● TASK TO COMPLETE: Rewrite the material below with every "JSON list" changed to "JSON array" and everything else unchanged. Omit the pictures.

BEGIN RECORDS TO PROCESS

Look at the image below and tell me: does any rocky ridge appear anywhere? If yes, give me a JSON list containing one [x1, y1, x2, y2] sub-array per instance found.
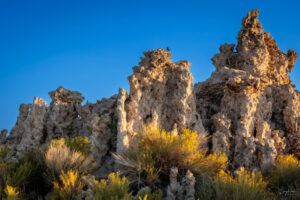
[[0, 10, 300, 177]]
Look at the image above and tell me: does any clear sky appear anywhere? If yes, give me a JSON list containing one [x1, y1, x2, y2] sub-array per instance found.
[[0, 0, 300, 129]]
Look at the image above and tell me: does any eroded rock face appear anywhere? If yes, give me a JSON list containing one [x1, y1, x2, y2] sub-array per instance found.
[[119, 49, 204, 152], [0, 10, 300, 177], [195, 10, 300, 172]]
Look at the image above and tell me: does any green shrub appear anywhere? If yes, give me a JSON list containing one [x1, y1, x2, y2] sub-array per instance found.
[[45, 138, 94, 182], [268, 155, 300, 196], [92, 172, 132, 200], [214, 168, 272, 200], [135, 187, 163, 200], [115, 125, 228, 186], [195, 176, 216, 200], [49, 170, 85, 200], [3, 185, 20, 200]]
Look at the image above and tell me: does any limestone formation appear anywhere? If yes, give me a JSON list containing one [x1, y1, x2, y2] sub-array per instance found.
[[195, 10, 300, 170], [125, 49, 204, 148], [0, 10, 300, 177]]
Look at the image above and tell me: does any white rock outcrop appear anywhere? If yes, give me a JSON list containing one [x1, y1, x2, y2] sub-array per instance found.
[[0, 10, 300, 177]]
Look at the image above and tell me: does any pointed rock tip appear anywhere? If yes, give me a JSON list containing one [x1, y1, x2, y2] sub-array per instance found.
[[139, 48, 172, 67], [49, 86, 84, 103]]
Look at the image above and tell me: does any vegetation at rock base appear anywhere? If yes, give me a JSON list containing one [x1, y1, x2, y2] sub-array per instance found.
[[115, 125, 228, 187], [0, 130, 300, 200]]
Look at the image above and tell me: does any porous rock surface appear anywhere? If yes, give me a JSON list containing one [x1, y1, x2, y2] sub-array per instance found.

END RECORDS TO PROCESS

● REPLY:
Look at the image below and tell me: does any rocky ridge appear anywhere? If yes, give me a JSON array containing one [x1, y1, x2, y2] sub-array per instance found.
[[0, 10, 300, 177]]
Look at the image above and tell me: does any clear sky appear anywhere? If yes, give me a JSON array containing one [x1, y1, x2, y2] sub-array per instance found.
[[0, 0, 300, 129]]
Look at the image above and tell me: does any eroded rock face appear anywhere? If yes, give me a JSON array containing one [x1, y1, x2, y2] sub-array per instance found.
[[119, 49, 204, 152], [0, 10, 300, 177], [195, 10, 300, 172]]
Look at the image above and tell me: does any green shrub appear anywhere? If yes, give me a JSON array containing one [x1, y1, x2, y2] sub-array per instance found.
[[45, 138, 94, 182], [268, 155, 300, 196], [92, 172, 132, 200], [214, 168, 272, 200], [135, 187, 163, 200], [115, 125, 228, 186], [195, 176, 216, 200], [49, 170, 85, 200], [3, 185, 20, 200]]
Look at the image above and tell me: does any limestone formation appear anywhere? If yes, give me a JSON array containing one [x1, y1, x2, y2] sub-array per instance found.
[[195, 10, 300, 170], [125, 49, 204, 148], [0, 10, 300, 177]]
Look at the image above and tell me: does any white rock outcrop appear anywhere? If yes, give me a JSON array containing one [x1, y1, x2, y2] sub-array per instance found.
[[0, 10, 300, 177]]
Look at the image above and tell me: does any pointed rock tip appear anywhere? If yes, give me a JSON array containing one [x1, y1, x2, y2] sub-array per instance found.
[[139, 48, 172, 67], [49, 86, 84, 103]]
Look at the image above and tell me: does any vegetation at rock base appear anywhere? If yes, give me a JSON array containing one [x1, y1, x2, y2] sub-array per instance found.
[[115, 125, 228, 187], [0, 130, 300, 200]]
Look at the image above and tell me: does any porous rock surface appear anywhere? If yes, give me a JSON array containing one [x1, y1, x2, y2] sub-array per instance found.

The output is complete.